----- TEXTAUSSCHNITT -----

Gefeiert: Dirigent Daniele Rustioni. © Davide Cerati

Und es war Sommer: Turiddu (Jonathan Tetelman) und seine Geliebte Lola (Rihab Chaieb) in der „Cavalleria rusticana“. © Geoffroy Schied

Führende Opernhäuser weltweit reißen sich um ihn: Daniele Rustioni hat mehr als 70 Opern in seinem Repertoire, ist seit 2022 Musikdirektor der Opéra National de Lyon und wurde im selben Jahr bei den International Opera Awards als bester Dirigent ausgezeichnet. Im November ernannte ihn die New Yorker Metropolitan Opera zum Ersten Gastdirigenten – eine Position, die 2021 an der Bayerischen Staatsoper sogar eigens für ihn geschaffen wurde. Nun kehrt der 42-jährige Mailänder ans Pult des Nationaltheaters zurück: Er betreut die Neuproduktion der beiden Kurzopern „Cavalleria rusticana“ und „Pagliacci“. Die Premiere ist morgen.

Wissen Sie noch, wie Ihre Opernleidenschaft geweckt wurde?

Ja, im Teatro alla Scala in meiner Heimatstadt Mailand. Dort stand ich seit meinem zehnten Lebensjahr als Mitglied des Kinderchors auf der Bühne. Unsere Auftritte waren oft relativ kurz: In Arrigo Boitos Oper „Mefistofele“ beispielsweise taucht der Kinderchor nur im Prolog und im Epilog auf. Die zweieinhalb Stunden dazwischen stand ich meist hinter dem Vorhang, wo ich fasziniert das Geschehen auf und hinter der Bühne verfolgte. Samuel Ramey, der Sänger der Titelrolle, steckte mir manchmal ein Eis aus der Kantine zu. Mit 14 wollte ich zwar noch nicht Dirigent werden, doch mir war schon klar, dass ich unbedingt einen Beruf ergreifen musste, der etwas mit Musiktheater zu tun hatte.

----- DATEN -----

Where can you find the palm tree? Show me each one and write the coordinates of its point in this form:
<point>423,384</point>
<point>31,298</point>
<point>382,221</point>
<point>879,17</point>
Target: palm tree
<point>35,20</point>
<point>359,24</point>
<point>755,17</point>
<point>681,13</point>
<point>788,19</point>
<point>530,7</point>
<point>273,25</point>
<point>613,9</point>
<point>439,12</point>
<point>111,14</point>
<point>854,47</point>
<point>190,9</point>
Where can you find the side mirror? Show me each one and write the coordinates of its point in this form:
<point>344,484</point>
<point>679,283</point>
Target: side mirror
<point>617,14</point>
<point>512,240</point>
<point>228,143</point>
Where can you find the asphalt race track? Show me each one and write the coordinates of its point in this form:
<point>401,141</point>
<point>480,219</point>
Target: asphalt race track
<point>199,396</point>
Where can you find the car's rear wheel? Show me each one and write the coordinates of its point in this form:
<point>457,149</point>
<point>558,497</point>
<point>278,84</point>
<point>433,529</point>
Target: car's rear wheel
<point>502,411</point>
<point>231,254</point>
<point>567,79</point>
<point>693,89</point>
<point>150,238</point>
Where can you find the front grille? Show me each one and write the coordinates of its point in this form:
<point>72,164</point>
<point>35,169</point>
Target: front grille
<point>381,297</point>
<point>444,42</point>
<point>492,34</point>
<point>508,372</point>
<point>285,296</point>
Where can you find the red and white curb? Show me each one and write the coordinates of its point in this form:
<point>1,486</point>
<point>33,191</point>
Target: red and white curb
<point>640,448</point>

-----
----- DATEN -----

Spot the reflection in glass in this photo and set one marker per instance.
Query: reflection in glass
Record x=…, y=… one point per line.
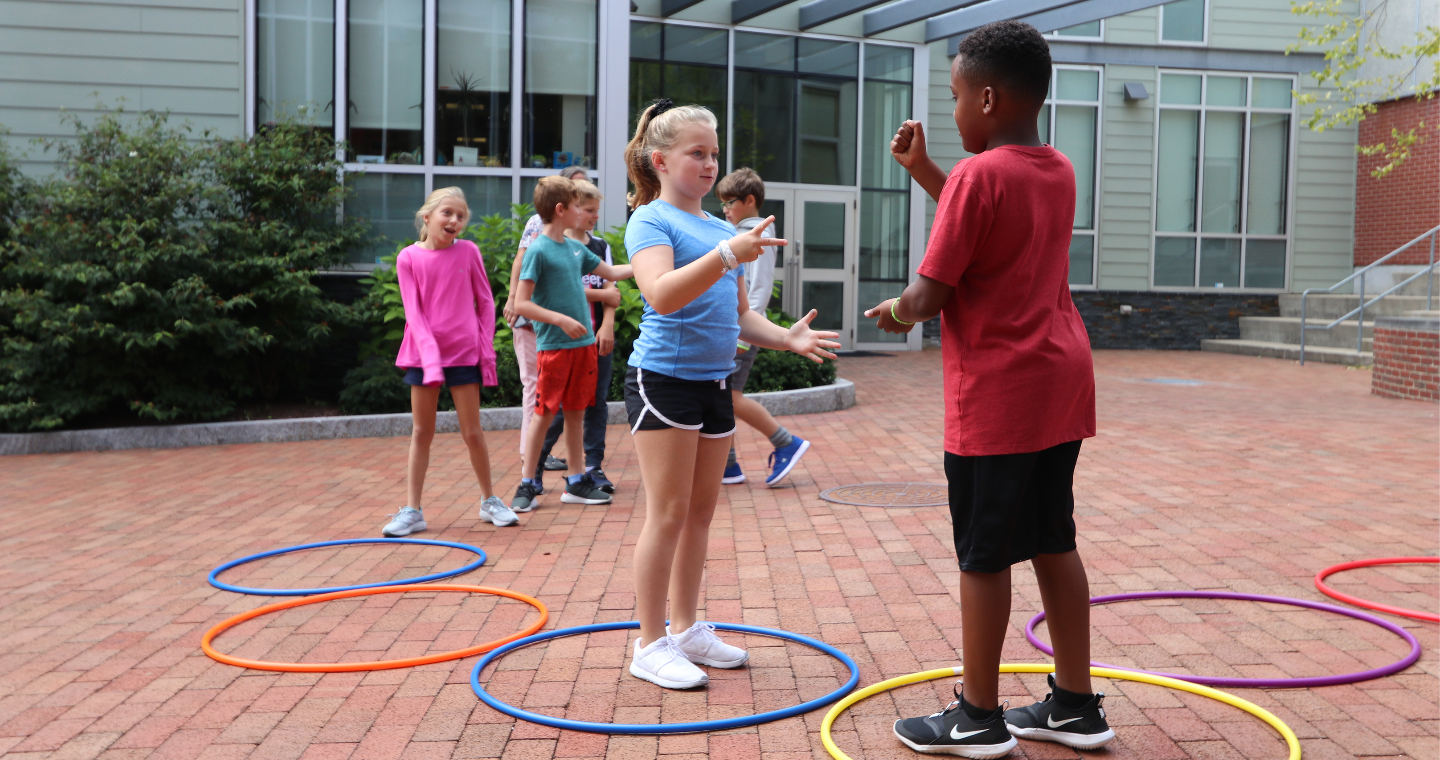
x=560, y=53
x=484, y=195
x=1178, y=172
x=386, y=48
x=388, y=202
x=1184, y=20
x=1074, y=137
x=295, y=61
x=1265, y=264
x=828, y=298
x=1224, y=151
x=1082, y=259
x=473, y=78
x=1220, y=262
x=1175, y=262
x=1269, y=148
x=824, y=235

-----

## DIE AUFGABE
Schreiben Sie den Text über den Dirigenten Daniele Rustioni vollständig und unverändert ab. Die Daten stammen aus einer anderen Quelle als der Text.

## VOLLSTÄNDIGE ANTWORT
Gefeiert: Dirigent Daniele Rustioni. © Davide Cerati

Und es war Sommer: Turiddu (Jonathan Tetelman) und seine Geliebte Lola (Rihab Chaieb) in der „Cavalleria rusticana“. © Geoffroy Schied

Führende Opernhäuser weltweit reißen sich um ihn: Daniele Rustioni hat mehr als 70 Opern in seinem Repertoire, ist seit 2022 Musikdirektor der Opéra National de Lyon und wurde im selben Jahr bei den International Opera Awards als bester Dirigent ausgezeichnet. Im November ernannte ihn die New Yorker Metropolitan Opera zum Ersten Gastdirigenten – eine Position, die 2021 an der Bayerischen Staatsoper sogar eigens für ihn geschaffen wurde. Nun kehrt der 42-jährige Mailänder ans Pult des Nationaltheaters zurück: Er betreut die Neuproduktion der beiden Kurzopern „Cavalleria rusticana“ und „Pagliacci“. Die Premiere ist morgen.

Wissen Sie noch, wie Ihre Opernleidenschaft geweckt wurde?

Ja, im Teatro alla Scala in meiner Heimatstadt Mailand. Dort stand ich seit meinem zehnten Lebensjahr als Mitglied des Kinderchors auf der Bühne. Unsere Auftritte waren oft relativ kurz: In Arrigo Boitos Oper „Mefistofele“ beispielsweise taucht der Kinderchor nur im Prolog und im Epilog auf. Die zweieinhalb Stunden dazwischen stand ich meist hinter dem Vorhang, wo ich fasziniert das Geschehen auf und hinter der Bühne verfolgte. Samuel Ramey, der Sänger der Titelrolle, steckte mir manchmal ein Eis aus der Kantine zu. Mit 14 wollte ich zwar noch nicht Dirigent werden, doch mir war schon klar, dass ich unbedingt einen Beruf ergreifen musste, der etwas mit Musiktheater zu tun hatte.